begin DATASET EXTRACT

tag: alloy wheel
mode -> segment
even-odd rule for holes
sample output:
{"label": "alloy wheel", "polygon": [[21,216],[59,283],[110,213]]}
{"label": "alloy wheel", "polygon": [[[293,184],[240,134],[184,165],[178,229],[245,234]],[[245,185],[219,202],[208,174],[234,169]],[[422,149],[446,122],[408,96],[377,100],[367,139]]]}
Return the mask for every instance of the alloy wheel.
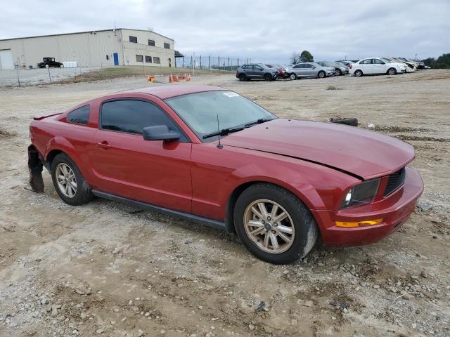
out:
{"label": "alloy wheel", "polygon": [[273,254],[286,251],[294,242],[294,223],[279,204],[267,199],[252,202],[244,212],[247,236],[262,251]]}
{"label": "alloy wheel", "polygon": [[73,198],[77,193],[77,179],[73,171],[67,164],[56,166],[56,182],[59,190],[68,198]]}

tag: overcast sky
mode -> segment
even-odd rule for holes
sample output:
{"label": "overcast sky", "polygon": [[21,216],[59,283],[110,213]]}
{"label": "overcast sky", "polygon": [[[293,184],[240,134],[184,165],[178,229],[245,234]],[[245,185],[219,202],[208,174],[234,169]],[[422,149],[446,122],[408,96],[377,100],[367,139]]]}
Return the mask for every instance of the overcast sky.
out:
{"label": "overcast sky", "polygon": [[22,0],[0,11],[0,39],[148,27],[190,55],[288,62],[450,53],[450,0]]}

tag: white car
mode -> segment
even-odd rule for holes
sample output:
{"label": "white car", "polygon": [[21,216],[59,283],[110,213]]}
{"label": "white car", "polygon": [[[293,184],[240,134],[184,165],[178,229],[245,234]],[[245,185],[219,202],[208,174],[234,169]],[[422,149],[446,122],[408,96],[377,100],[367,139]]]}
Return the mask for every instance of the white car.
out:
{"label": "white car", "polygon": [[392,63],[390,61],[380,58],[364,58],[350,65],[349,71],[351,75],[354,75],[356,77],[373,74],[395,75],[406,71],[404,64]]}

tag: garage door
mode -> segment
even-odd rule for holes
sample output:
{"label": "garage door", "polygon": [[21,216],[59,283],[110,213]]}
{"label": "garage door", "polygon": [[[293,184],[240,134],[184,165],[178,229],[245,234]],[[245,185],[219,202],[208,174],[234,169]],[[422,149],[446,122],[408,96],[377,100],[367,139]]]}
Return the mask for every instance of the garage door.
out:
{"label": "garage door", "polygon": [[11,49],[0,51],[0,69],[14,69]]}

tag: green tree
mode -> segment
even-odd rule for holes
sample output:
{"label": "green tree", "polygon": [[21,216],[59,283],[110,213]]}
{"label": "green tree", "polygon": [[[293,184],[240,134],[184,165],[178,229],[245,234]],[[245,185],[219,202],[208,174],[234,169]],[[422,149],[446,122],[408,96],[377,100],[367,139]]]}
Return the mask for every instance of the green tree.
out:
{"label": "green tree", "polygon": [[300,57],[300,62],[314,62],[314,58],[308,51],[303,51]]}
{"label": "green tree", "polygon": [[298,63],[298,54],[295,51],[292,51],[292,53],[290,54],[289,62],[291,65],[296,65],[297,63]]}

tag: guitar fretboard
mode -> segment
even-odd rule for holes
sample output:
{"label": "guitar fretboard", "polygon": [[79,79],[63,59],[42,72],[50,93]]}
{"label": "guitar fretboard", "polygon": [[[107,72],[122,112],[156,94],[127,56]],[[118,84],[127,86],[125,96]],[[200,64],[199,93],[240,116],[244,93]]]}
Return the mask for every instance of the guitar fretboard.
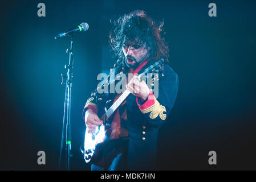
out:
{"label": "guitar fretboard", "polygon": [[128,90],[125,90],[124,93],[117,98],[114,104],[108,109],[105,113],[106,119],[108,119],[110,116],[115,112],[118,107],[124,102],[126,98],[129,96],[131,92]]}

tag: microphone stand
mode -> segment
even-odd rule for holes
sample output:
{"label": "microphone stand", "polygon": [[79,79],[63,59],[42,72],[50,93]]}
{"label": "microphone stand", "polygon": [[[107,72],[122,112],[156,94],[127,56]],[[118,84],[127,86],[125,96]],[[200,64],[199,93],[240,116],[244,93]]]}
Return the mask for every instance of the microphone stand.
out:
{"label": "microphone stand", "polygon": [[[65,69],[67,69],[66,75],[61,75],[62,82],[62,85],[66,81],[65,100],[64,102],[63,123],[62,126],[62,141],[60,143],[60,151],[59,160],[59,170],[60,169],[61,162],[62,159],[62,153],[63,146],[65,144],[65,170],[70,170],[70,157],[71,150],[71,123],[70,120],[71,106],[71,93],[73,78],[73,47],[74,47],[74,34],[70,35],[70,49],[67,49],[67,53],[70,55],[68,64],[65,65]],[[64,138],[64,135],[65,138]],[[64,142],[66,141],[66,142]]]}

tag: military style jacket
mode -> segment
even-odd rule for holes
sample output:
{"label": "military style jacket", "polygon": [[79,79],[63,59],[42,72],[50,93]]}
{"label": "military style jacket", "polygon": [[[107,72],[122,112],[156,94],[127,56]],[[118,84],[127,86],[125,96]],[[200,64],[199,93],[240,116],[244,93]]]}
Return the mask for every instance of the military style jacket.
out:
{"label": "military style jacket", "polygon": [[[133,74],[140,74],[154,63],[153,60],[143,63],[134,71]],[[127,121],[124,126],[128,130],[129,138],[128,170],[156,169],[159,130],[170,113],[178,92],[178,76],[167,64],[164,65],[163,77],[158,85],[157,98],[154,92],[151,91],[149,97],[144,102],[133,94],[130,94],[125,100]],[[108,94],[103,94],[96,91],[92,93],[84,106],[84,116],[88,108],[97,113],[103,107],[101,101],[109,97]]]}

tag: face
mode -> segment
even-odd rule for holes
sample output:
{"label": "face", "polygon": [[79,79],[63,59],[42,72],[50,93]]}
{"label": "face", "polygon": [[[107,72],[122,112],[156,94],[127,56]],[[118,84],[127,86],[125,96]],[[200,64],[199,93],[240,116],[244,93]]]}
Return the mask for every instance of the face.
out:
{"label": "face", "polygon": [[123,52],[125,56],[125,63],[129,68],[136,68],[148,57],[149,49],[145,48],[146,44],[142,46],[123,46]]}

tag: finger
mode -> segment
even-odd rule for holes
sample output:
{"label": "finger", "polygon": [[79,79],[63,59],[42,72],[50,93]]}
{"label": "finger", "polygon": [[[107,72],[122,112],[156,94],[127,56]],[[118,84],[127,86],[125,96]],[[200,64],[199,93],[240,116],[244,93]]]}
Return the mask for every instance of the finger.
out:
{"label": "finger", "polygon": [[101,125],[103,122],[103,121],[97,122],[94,119],[88,121],[89,125],[92,125],[93,127],[96,127],[96,126],[99,126],[99,125]]}
{"label": "finger", "polygon": [[91,119],[90,120],[91,120],[94,122],[97,122],[99,123],[102,123],[102,122],[103,122],[102,120],[100,120],[100,119],[99,118],[97,115],[92,115],[92,118],[90,119]]}

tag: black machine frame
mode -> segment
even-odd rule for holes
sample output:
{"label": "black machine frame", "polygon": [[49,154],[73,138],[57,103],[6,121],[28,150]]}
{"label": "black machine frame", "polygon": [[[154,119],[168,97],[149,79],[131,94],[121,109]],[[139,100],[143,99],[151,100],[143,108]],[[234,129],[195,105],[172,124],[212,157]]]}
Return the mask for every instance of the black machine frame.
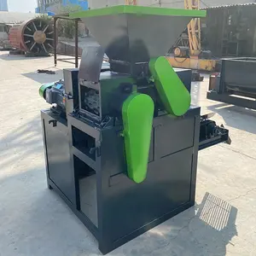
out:
{"label": "black machine frame", "polygon": [[[113,160],[118,159],[120,155],[120,150],[122,148],[122,145],[120,143],[122,138],[119,138],[119,140],[116,139],[116,134],[120,131],[121,127],[116,127],[114,129],[103,129],[102,131],[97,131],[91,127],[90,125],[84,124],[84,120],[79,120],[76,117],[73,117],[72,115],[68,115],[67,117],[67,122],[66,119],[61,118],[60,116],[51,113],[49,110],[44,110],[41,112],[42,116],[42,123],[43,123],[43,134],[44,134],[44,154],[45,154],[45,160],[46,160],[46,166],[47,166],[47,182],[48,182],[48,187],[49,189],[54,189],[57,194],[64,200],[64,201],[69,206],[69,207],[73,210],[73,212],[76,214],[76,216],[82,221],[82,223],[89,229],[89,230],[93,234],[93,236],[96,238],[96,240],[99,242],[99,249],[100,251],[105,254],[108,252],[112,251],[113,249],[123,245],[124,243],[129,241],[130,240],[137,237],[137,236],[144,233],[145,231],[152,229],[153,227],[160,224],[160,223],[167,220],[168,218],[173,217],[174,215],[184,211],[185,209],[192,207],[195,204],[195,181],[196,181],[196,167],[197,167],[197,154],[198,154],[198,148],[199,148],[199,133],[200,133],[200,108],[195,108],[189,111],[189,113],[186,114],[185,119],[173,119],[174,122],[174,129],[177,129],[180,125],[183,125],[186,124],[190,124],[189,125],[188,131],[191,128],[191,125],[195,127],[195,129],[192,130],[192,137],[193,137],[193,144],[189,145],[189,148],[185,148],[181,149],[180,152],[172,152],[172,154],[168,154],[166,156],[162,156],[162,150],[166,150],[165,148],[161,148],[160,150],[158,150],[157,147],[160,147],[159,143],[154,144],[157,142],[156,137],[152,140],[152,145],[150,149],[150,155],[149,155],[149,162],[148,162],[148,177],[144,181],[143,184],[135,184],[133,182],[131,182],[125,173],[120,172],[120,173],[114,173],[115,172],[110,171],[110,166],[109,163],[113,164],[114,161],[112,161]],[[163,122],[166,121],[166,116],[159,117],[156,119],[154,120],[154,132],[156,132],[158,129],[160,129],[161,125],[163,125]],[[68,124],[68,125],[67,125]],[[172,124],[172,125],[173,125]],[[180,124],[180,125],[179,125]],[[82,132],[89,134],[91,137],[93,137],[96,141],[96,147],[95,150],[92,154],[95,154],[95,160],[91,159],[91,157],[88,156],[88,154],[84,154],[81,151],[80,148],[78,148],[73,146],[73,129],[75,127],[75,129],[79,129],[82,131]],[[55,131],[55,132],[57,132],[60,134],[60,136],[56,136],[55,134],[49,137],[49,134],[51,134],[53,131]],[[172,131],[171,131],[172,132]],[[189,131],[191,133],[191,131]],[[158,135],[159,136],[159,133]],[[191,136],[189,134],[189,136]],[[101,138],[103,137],[104,143],[101,143]],[[173,133],[172,138],[175,141],[175,137],[177,137],[177,134]],[[180,138],[180,137],[179,137]],[[49,143],[49,139],[53,139],[52,143]],[[62,146],[60,145],[60,139],[61,139],[62,143],[64,143]],[[107,140],[107,141],[106,141]],[[117,148],[119,150],[109,150],[109,143],[113,143],[113,147]],[[62,163],[66,163],[65,167],[64,166],[61,169],[60,166],[57,165],[56,162],[52,162],[51,160],[51,153],[54,151],[54,148],[51,148],[51,147],[55,147],[53,145],[58,145],[57,147],[61,147],[62,151],[60,153],[61,154],[62,157]],[[183,144],[183,143],[182,143]],[[185,145],[185,144],[183,144]],[[165,146],[166,147],[166,146]],[[167,146],[167,148],[170,148]],[[80,150],[79,150],[80,149]],[[170,148],[169,148],[170,149]],[[179,149],[179,148],[177,148]],[[63,154],[63,150],[66,150],[66,153]],[[69,152],[67,152],[69,150]],[[175,150],[176,151],[176,150]],[[178,150],[177,150],[178,151]],[[70,153],[70,154],[69,154]],[[122,154],[122,152],[121,152]],[[185,154],[186,156],[191,154],[191,166],[189,167],[187,166],[186,172],[190,172],[189,175],[186,174],[183,175],[183,172],[174,172],[173,177],[172,178],[173,179],[173,183],[177,183],[177,185],[175,187],[175,189],[183,189],[183,188],[178,189],[178,186],[180,186],[183,182],[184,183],[183,188],[187,188],[187,192],[189,191],[189,196],[188,199],[183,201],[183,203],[177,204],[176,206],[172,206],[172,210],[167,211],[166,209],[160,208],[158,209],[155,207],[154,214],[157,216],[157,218],[153,218],[153,216],[149,216],[148,213],[148,222],[143,223],[143,219],[139,219],[141,222],[140,226],[137,229],[134,229],[132,232],[128,232],[125,236],[121,236],[118,239],[113,239],[114,237],[117,237],[117,233],[115,232],[117,230],[119,230],[119,221],[114,220],[112,217],[109,216],[110,212],[115,218],[117,218],[119,221],[121,221],[121,218],[119,217],[119,211],[124,211],[119,210],[119,207],[126,207],[130,209],[130,214],[132,216],[136,216],[137,209],[132,209],[130,208],[131,205],[132,205],[132,195],[134,195],[134,193],[132,192],[132,189],[134,189],[137,192],[140,192],[143,196],[143,200],[147,200],[146,198],[151,197],[153,201],[152,207],[154,207],[154,204],[155,204],[156,201],[159,201],[159,198],[157,197],[157,194],[160,193],[158,191],[160,189],[160,183],[162,184],[162,178],[166,176],[166,172],[168,172],[168,175],[170,175],[170,169],[164,168],[162,171],[161,166],[160,166],[160,163],[161,166],[169,166],[170,165],[175,163],[177,161],[178,164],[180,164],[182,161],[183,161],[183,154]],[[67,159],[63,159],[63,154],[66,155]],[[71,159],[68,159],[68,155],[71,156]],[[61,156],[61,155],[60,155]],[[86,163],[90,168],[94,169],[96,171],[96,204],[97,204],[97,224],[93,223],[93,221],[86,216],[84,213],[81,212],[81,205],[79,201],[79,173],[77,170],[73,168],[74,166],[74,157],[75,159],[79,159],[84,163]],[[67,163],[69,162],[69,164]],[[166,163],[165,163],[166,162]],[[124,162],[122,160],[119,161],[119,163],[117,164],[118,166],[116,168],[119,168],[122,165],[124,165]],[[65,170],[64,170],[64,169]],[[175,169],[175,167],[173,167]],[[173,170],[174,170],[173,169]],[[158,175],[155,173],[155,170],[158,170],[160,172],[160,175],[163,177],[157,177]],[[113,173],[112,174],[111,172]],[[188,172],[188,173],[189,173]],[[54,176],[54,173],[56,174],[57,177]],[[166,174],[165,174],[166,173]],[[61,176],[61,178],[60,178],[60,176]],[[188,177],[189,177],[189,184],[187,183],[189,182]],[[59,181],[62,179],[62,181]],[[155,181],[156,179],[156,181]],[[159,179],[159,181],[157,181]],[[57,182],[56,182],[57,181]],[[150,186],[150,195],[148,195],[147,193],[145,194],[145,191],[148,191],[148,183],[152,182],[155,183],[155,186],[151,187]],[[122,188],[125,188],[124,190],[120,188],[120,184]],[[170,183],[169,183],[170,185]],[[174,183],[172,184],[172,186]],[[132,188],[131,188],[132,187]],[[182,186],[183,187],[183,186]],[[123,189],[123,190],[122,190]],[[176,198],[176,200],[178,201],[178,197],[180,196],[180,191],[177,190],[177,193],[175,193],[175,189],[171,189],[171,192],[172,193],[173,198]],[[170,188],[169,186],[166,186],[164,189],[164,194],[166,193],[166,195],[171,195],[170,193]],[[168,190],[168,191],[167,191]],[[154,192],[155,193],[155,195],[154,195]],[[126,197],[128,198],[127,201],[125,201],[125,203],[122,203],[122,201],[124,199],[124,195],[119,195],[119,194],[126,194]],[[153,198],[152,198],[153,196]],[[154,196],[155,197],[154,199]],[[188,196],[188,195],[186,195]],[[115,203],[110,203],[110,201],[114,198]],[[129,199],[130,198],[130,199]],[[137,199],[136,199],[137,200]],[[142,201],[143,200],[140,199]],[[165,200],[162,200],[163,201]],[[163,203],[163,201],[161,203]],[[170,199],[168,199],[169,205],[172,204],[170,202]],[[121,204],[119,206],[119,204]],[[125,207],[126,205],[126,207]],[[142,209],[143,212],[146,210],[146,207],[149,207],[151,203],[147,202],[144,204],[144,209]],[[163,204],[164,206],[165,204]],[[110,207],[112,207],[110,209]],[[170,208],[171,209],[171,208]],[[152,211],[152,209],[151,209]],[[154,211],[153,211],[154,212]],[[124,213],[124,212],[123,212]],[[164,213],[164,214],[161,214]],[[135,217],[134,217],[135,218]],[[125,221],[127,223],[126,225],[125,225],[126,228],[128,226],[133,226],[134,218],[129,218],[129,216],[126,215],[122,220]],[[137,217],[140,218],[139,217]],[[145,218],[145,217],[143,217]],[[151,221],[149,221],[149,218]],[[145,220],[147,218],[145,218]],[[139,223],[139,222],[137,222]],[[128,230],[129,229],[127,229]],[[112,234],[112,230],[115,234]],[[121,231],[122,233],[125,233],[125,230],[123,230]]]}

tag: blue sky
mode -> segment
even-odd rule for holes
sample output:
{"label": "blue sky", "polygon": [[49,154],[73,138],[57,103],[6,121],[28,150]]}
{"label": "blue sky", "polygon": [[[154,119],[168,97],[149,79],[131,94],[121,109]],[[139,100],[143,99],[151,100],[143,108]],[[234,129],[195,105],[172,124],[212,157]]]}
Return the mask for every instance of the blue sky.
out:
{"label": "blue sky", "polygon": [[35,12],[37,0],[8,0],[8,7],[10,12]]}

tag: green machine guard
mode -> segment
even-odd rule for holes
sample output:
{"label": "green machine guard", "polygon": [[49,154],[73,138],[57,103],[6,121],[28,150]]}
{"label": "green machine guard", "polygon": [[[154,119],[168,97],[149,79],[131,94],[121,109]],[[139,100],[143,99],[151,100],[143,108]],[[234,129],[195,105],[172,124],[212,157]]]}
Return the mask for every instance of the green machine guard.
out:
{"label": "green machine guard", "polygon": [[[153,59],[149,70],[168,113],[184,114],[190,107],[190,94],[168,61]],[[154,109],[152,98],[139,93],[131,94],[122,107],[128,177],[137,183],[147,177]]]}

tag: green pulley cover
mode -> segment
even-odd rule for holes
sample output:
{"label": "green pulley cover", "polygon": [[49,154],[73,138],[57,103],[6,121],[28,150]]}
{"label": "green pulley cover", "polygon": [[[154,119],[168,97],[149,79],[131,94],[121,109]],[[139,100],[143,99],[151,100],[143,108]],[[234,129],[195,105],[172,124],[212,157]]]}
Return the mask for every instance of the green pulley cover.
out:
{"label": "green pulley cover", "polygon": [[169,61],[165,57],[152,59],[149,70],[166,110],[176,116],[183,115],[190,107],[191,96]]}
{"label": "green pulley cover", "polygon": [[139,93],[131,94],[122,107],[128,177],[137,183],[147,176],[154,108],[152,98]]}

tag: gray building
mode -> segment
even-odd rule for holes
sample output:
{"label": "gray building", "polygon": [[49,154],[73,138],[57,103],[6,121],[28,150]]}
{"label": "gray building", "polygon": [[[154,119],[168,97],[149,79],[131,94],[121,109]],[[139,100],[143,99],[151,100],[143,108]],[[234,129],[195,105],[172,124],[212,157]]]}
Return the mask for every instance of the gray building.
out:
{"label": "gray building", "polygon": [[[251,3],[256,0],[201,0],[200,1],[201,8],[208,8],[221,5]],[[154,6],[166,8],[184,8],[184,0],[137,0],[137,5],[143,6]],[[90,9],[97,9],[106,6],[113,6],[124,4],[125,0],[88,0],[88,6]]]}
{"label": "gray building", "polygon": [[7,0],[0,0],[0,11],[8,11]]}

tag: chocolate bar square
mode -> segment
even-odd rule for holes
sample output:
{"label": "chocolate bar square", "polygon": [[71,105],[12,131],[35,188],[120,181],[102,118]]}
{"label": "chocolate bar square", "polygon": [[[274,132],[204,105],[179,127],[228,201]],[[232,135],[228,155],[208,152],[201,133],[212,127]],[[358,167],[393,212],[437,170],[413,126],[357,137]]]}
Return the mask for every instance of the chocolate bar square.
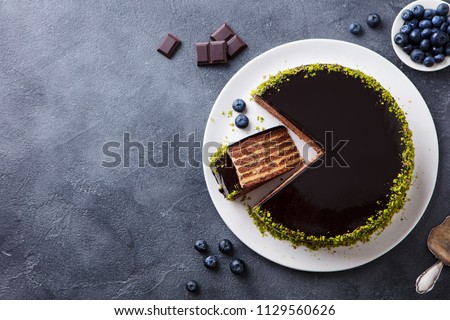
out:
{"label": "chocolate bar square", "polygon": [[158,52],[161,53],[166,58],[170,59],[175,54],[177,49],[181,44],[180,39],[175,37],[173,34],[168,33],[159,45]]}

end DATASET EXTRACT

### EXERCISE INSTRUCTIONS
Starting at the line that holds "tag: gray building", repeat every line through the end of the listing exactly as written, skipping any picture.

### REPLY
tag: gray building
mode -> segment
even-odd rule for holes
sample output:
{"label": "gray building", "polygon": [[49,154],[73,138],[57,103],[6,121],[28,150]]}
{"label": "gray building", "polygon": [[[154,119],[168,97],[149,79],[131,94],[121,109]],[[139,100],[143,99],[151,100],[143,108]],[[234,129],[195,105],[172,124],[212,157]]]}
Return the mask for every instance of the gray building.
out:
{"label": "gray building", "polygon": [[[251,3],[256,0],[201,0],[200,1],[201,8],[208,8],[221,5]],[[154,6],[166,8],[184,8],[184,0],[137,0],[137,5],[143,6]],[[90,9],[97,9],[106,6],[113,6],[124,4],[125,0],[88,0],[88,6]]]}
{"label": "gray building", "polygon": [[7,0],[0,0],[0,11],[8,11]]}

tag: chocolate bar square
mode -> segment
even-odd rule for holes
sample output:
{"label": "chocolate bar square", "polygon": [[71,105],[12,131],[35,188],[120,181],[102,118]]}
{"label": "chocolate bar square", "polygon": [[[274,132],[204,105],[179,127],[228,201]],[[232,135],[228,155],[208,152],[201,133],[212,127]],[[358,167],[393,212],[437,170],[413,126],[357,137]]]}
Return the mask for every instance of the chocolate bar square.
out:
{"label": "chocolate bar square", "polygon": [[158,52],[161,53],[166,58],[170,59],[175,54],[177,49],[181,44],[180,39],[175,37],[173,34],[168,33],[159,45]]}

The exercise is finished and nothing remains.